**Problem details**
Reproduce each of the items below word for word, leaving every line unchanged.

[Records from a data collection]
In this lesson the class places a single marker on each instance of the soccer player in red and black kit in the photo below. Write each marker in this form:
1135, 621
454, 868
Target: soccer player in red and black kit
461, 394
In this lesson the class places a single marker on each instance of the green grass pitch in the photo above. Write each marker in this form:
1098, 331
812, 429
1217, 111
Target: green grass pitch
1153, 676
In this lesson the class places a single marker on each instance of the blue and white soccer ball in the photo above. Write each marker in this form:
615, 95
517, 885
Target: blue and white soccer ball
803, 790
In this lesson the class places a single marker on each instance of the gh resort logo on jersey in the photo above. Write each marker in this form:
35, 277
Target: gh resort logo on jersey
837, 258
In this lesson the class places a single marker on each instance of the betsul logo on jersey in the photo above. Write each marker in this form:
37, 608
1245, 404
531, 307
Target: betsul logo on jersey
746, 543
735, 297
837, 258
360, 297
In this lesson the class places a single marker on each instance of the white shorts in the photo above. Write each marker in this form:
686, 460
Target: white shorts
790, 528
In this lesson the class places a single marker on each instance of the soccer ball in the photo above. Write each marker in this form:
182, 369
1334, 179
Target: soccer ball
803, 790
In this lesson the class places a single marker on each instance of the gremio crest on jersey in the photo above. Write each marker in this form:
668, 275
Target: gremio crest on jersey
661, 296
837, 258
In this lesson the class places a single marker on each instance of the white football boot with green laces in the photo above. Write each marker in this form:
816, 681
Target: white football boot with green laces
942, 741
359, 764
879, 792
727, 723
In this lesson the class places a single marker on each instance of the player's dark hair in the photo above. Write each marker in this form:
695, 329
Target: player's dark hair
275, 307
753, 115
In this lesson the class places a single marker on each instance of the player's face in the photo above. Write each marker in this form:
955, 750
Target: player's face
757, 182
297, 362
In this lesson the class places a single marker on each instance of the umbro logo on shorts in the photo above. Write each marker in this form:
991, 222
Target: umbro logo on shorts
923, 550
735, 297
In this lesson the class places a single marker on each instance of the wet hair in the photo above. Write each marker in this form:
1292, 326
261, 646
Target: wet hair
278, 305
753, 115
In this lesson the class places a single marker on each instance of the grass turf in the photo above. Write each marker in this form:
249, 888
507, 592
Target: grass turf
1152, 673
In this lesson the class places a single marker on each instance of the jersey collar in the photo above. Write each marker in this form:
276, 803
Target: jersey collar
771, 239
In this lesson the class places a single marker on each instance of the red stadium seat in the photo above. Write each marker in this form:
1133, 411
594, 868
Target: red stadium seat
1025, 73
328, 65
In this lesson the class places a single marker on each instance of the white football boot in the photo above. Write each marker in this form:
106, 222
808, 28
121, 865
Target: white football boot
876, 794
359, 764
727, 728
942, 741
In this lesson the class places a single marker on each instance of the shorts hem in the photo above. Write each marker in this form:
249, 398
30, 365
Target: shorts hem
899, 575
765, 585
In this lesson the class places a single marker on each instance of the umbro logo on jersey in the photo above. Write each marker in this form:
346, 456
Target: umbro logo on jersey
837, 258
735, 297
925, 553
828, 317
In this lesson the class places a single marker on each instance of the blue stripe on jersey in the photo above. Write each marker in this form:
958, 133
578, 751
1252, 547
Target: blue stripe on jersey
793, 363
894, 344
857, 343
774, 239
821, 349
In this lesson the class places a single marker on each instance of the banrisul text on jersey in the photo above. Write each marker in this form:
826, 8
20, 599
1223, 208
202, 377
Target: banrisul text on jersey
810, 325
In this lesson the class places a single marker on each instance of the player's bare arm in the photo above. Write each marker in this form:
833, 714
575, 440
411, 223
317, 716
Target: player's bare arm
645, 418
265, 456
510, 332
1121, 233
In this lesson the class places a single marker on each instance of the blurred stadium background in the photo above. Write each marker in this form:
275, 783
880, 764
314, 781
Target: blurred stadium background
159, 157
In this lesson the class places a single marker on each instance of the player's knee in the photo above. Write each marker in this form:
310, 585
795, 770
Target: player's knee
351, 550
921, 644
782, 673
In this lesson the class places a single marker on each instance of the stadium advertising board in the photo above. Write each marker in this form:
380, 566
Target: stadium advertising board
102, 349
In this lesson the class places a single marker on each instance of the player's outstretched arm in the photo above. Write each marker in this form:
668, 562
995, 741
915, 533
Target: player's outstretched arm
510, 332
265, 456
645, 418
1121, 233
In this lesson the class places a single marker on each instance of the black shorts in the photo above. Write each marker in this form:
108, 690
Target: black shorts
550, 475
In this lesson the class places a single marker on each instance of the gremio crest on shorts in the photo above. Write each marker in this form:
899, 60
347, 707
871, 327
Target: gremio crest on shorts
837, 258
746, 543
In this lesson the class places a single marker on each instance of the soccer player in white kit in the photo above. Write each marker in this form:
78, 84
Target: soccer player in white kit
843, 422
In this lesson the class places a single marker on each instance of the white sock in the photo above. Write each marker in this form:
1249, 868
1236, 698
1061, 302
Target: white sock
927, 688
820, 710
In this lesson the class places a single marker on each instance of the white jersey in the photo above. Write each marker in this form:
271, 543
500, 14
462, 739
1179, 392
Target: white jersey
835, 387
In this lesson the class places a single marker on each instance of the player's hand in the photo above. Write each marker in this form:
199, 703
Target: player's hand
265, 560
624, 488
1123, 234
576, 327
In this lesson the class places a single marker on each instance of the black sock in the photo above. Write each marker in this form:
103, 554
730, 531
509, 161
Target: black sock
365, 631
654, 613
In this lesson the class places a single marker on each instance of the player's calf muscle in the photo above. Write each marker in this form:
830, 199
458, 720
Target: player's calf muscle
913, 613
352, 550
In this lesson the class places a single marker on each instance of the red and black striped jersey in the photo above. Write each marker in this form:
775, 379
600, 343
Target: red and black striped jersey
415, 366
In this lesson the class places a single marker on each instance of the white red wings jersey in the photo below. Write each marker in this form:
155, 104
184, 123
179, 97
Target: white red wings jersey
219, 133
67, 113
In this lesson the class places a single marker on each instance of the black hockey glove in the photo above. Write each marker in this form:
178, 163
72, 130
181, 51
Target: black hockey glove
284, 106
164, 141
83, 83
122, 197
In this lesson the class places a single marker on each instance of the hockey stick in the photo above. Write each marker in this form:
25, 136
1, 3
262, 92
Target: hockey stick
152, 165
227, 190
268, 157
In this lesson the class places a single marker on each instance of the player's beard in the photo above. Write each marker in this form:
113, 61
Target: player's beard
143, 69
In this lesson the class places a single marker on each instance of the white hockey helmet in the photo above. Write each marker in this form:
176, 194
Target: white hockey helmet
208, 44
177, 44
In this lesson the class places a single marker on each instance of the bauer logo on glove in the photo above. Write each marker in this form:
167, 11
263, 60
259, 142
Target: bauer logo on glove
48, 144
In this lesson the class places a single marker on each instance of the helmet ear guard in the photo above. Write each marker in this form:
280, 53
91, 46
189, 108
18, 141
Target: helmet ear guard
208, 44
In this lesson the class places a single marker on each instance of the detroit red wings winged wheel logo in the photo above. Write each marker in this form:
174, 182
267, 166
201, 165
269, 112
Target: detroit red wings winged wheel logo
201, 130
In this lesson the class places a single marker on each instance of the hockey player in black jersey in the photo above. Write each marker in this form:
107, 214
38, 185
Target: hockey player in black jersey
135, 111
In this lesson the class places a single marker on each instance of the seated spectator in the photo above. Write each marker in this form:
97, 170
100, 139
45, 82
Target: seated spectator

**Full solution**
In this lesson the class places a single marker on each instance of the soccer player in red and black kit in the photo below. Write each marker in this form:
1135, 621
454, 868
Target: soccer player in red and black kit
461, 394
In this lesson the class places a single marker on each instance of the green grass pitch in the photo above. Write each marker in this form:
1098, 331
812, 429
1217, 111
Target: green grass pitch
1153, 676
In this lesson the class places a single marker on each instance of the blue and white soccer ball in the photo above. Write each marker in this form:
615, 95
517, 885
Target: blue and white soccer ball
803, 790
In this lesson the class places a single marker on each instance of the gh resort logo on jersey in the photo above. Write each marker in this form:
35, 277
Target: gh resort logo on jersey
837, 258
In this lesson the class places a single marker on each instance of the betsul logo on jersey in the photo above. Write each marker in this form:
37, 608
1245, 404
531, 307
Target: betsul logo on jersey
746, 543
735, 297
837, 258
360, 297
In this lesson the class places a single marker on each instance of the white shorts in the photo above. Write each marker in this form:
686, 460
Target: white shorts
790, 528
In this lesson the class places a single marker on each instance of the soccer ball in the photo above. Write each marker in this form:
182, 369
1334, 179
Target: soccer ball
803, 790
In this lesson the class places a single marker on each instance of the gremio crest on jersey in the photo above. Write each marker in this form:
668, 275
Target: gremio crest on jersey
661, 296
837, 258
In this lesson the class places a single marker on each instance of the white football boot with green laces in the photo above. Write each marker in this form:
816, 681
Target: white football boot with green laces
942, 741
359, 764
879, 792
727, 723
In this lesson the class places a single marker on each instance of the player's dark hair in the photo above. Write each marker in this form:
695, 329
Target: player's dark hair
275, 307
753, 115
In this lesson the class places a single marker on each instance of the player's face in the photo above. Write each marker in this form:
955, 750
Target: player's face
757, 182
297, 362
In this lesson the class places a single marker on each instance of the umbro logo on shorts in the photo above. Write each marker in this form:
991, 222
Target: umbro logo on shorts
923, 550
735, 297
In this lesson the class places a single marker on each instance of the wet hair in the photo above. Write each marker in this form:
1292, 326
261, 646
Target: wet hair
278, 305
753, 115
In this lesson the class places a single marker on each instance of the grass turf in the photo above. Write each marker in this form:
249, 888
507, 592
Target: grass turf
1152, 673
In this lesson the class places a single marker on each instance of the jersey collar in the photo above. Write each marker in this form:
276, 803
Target: jersey collar
771, 239
In this lesson the class places a single marker on each instance of the red stadium seat in the photo above. Write each marker in this form:
1133, 411
594, 868
Target: red stadium seat
1025, 73
328, 65
In this lesson the class places a single marker on each instance of the white football boot in the photo above. Write each marker in this form:
106, 222
808, 28
121, 865
Target: white football boot
876, 794
359, 764
727, 728
942, 741
In this lesson the class places a single marker on each instance of the shorts hem in the photo above. Write each marker in this form:
249, 398
30, 365
Target: shorts hem
899, 575
765, 585
In this lesson the class places a single marker on each instance of the umbro logo on jersey in the photo above. Write each marker in this form:
346, 456
Target: umbro logo on jersey
837, 258
735, 297
925, 553
828, 317
In this lesson the class places a single marker on each instance of the blue stripe on jersey in the photo above. Write each marker in this form:
958, 133
578, 751
1252, 547
Target: blue stripe on jersey
793, 363
894, 344
857, 343
774, 239
821, 349
In this lesson the class places a single marker on each instance of the banrisul text on jersey in the photo above. Write each marker in this form:
826, 8
20, 599
1223, 208
202, 377
Target: banrisul text on jersey
810, 325
In this lesson the class places a single marker on each instance of the player's bare arm in the photo above. Write each marker in this form:
833, 714
575, 440
411, 223
317, 716
Target: player's bare arm
645, 418
265, 456
510, 332
1121, 233
In this lesson the class places a single marker on each instance of the blurred stadium background in the photo above. Write each marker in this form:
275, 783
880, 764
314, 781
Target: blurred stadium background
159, 157
In this lesson the class places a single marker on each instance of the player's knee in the photo above. Write each marker in this form:
310, 585
795, 770
Target: player's knee
351, 550
921, 644
782, 673
In this lesson the class places a single marker on each instance of the stadium advertising board in the photo above. Write each marker in this form:
380, 566
Target: stadium advertising board
102, 349
In this lesson the class places a single marker on each instance of the player's outstretched arm in the photo above. Write each marker in this form:
668, 562
995, 741
915, 533
Target: player's outstretched arm
510, 332
265, 456
645, 418
1121, 233
In this lesson the class places a single marker on each instance of the black shorts in the photo above. Write each marker in this form:
108, 690
Target: black shorts
550, 475
In this lesson the class places a single marker on each instance of the gremio crest on shorts in the photo above. Write each marker in this form:
899, 60
347, 707
871, 327
Target: gremio crest on shorts
837, 258
746, 543
In this lesson the class places a single marker on each instance of the soccer player in white kit in the photo above. Write each marker in this form:
78, 84
Target: soccer player in white kit
843, 422
In this lesson the class places a single marker on each instance of the white sock in the photo above. Write each marker in this form:
1249, 868
1236, 698
1061, 302
Target: white sock
927, 688
820, 710
In this lesson the class places a single marker on each instance of the white jersey in the photo above. Write each marker in this form:
271, 543
500, 14
462, 739
1179, 392
Target: white jersey
835, 387
In this lesson the class places a single marker on each instance of the player's hand in the photo above. Write each marker in this form:
199, 703
Target: player's hand
265, 560
624, 488
1123, 234
576, 327
In this lesson the class places a single marker on each instance of the black sock in the photo above. Write each marker in this form:
103, 554
730, 531
509, 161
Target: black sock
365, 631
654, 613
In this lesson the class places a single marker on each instance of the player's calf muscle in the photo above. Write each marker in this form:
830, 199
458, 720
Target: player's calf muscle
913, 613
352, 550
In this lesson the class places a single marker on each instance of the red and black striped jersey in the photo above. Write each marker in this form:
775, 379
600, 343
Target: red and black striped jersey
415, 366
In this lesson the class places a single marker on each instance of the white red wings jersey in the photo below. Write each marker in this form:
155, 104
184, 123
179, 97
Target: white red wings jersey
219, 133
67, 113
In this lesson the class places a single marker on each instance of the black hockey glove in the photo above. Write each marker in this form:
178, 163
72, 130
181, 51
Target: black hockey glove
284, 106
164, 141
83, 83
122, 197
In this lesson the class places a single marker on each instance of the hockey stick in the photo above. Write each marker in this form:
25, 136
1, 3
262, 92
Target: hockey stick
152, 165
227, 190
268, 157
In this lesson the class places a single marker on each instance of the player's beard in the photo above. Write each marker in this form:
113, 61
Target: player's beard
143, 69
In this lesson the class places a single marker on each instance of the white hockey helmet in the photo above. Write each marker in this form:
176, 194
Target: white hockey helmet
208, 44
177, 44
In this lesson the class places a single marker on each instance of the bauer logo on glove in the photo above. Write each marker in this form:
167, 11
263, 60
259, 142
Target: bauer logo on glove
48, 144
In this lesson the class places a single marker on each instance of the helmet ear guard in the photo above. Write each marker in this form:
280, 53
91, 46
189, 108
18, 141
Target: helmet ear guard
208, 44
In this lesson the class places a single marker on each instance of the detroit red wings winged wheel logo in the photo above. Write each marker in this form:
174, 182
267, 166
201, 165
269, 112
Target: detroit red wings winged wheel logo
201, 130
In this lesson the class places a single marker on each instance of the hockey player in black jersey in the photo above. Write each marker in this form:
107, 214
38, 185
Target: hockey player in black jersey
135, 111
In this lesson the class places a single marker on each instance of the seated spectator in the photo above. Write each marker in this form:
97, 170
100, 139
45, 82
Target: seated spectator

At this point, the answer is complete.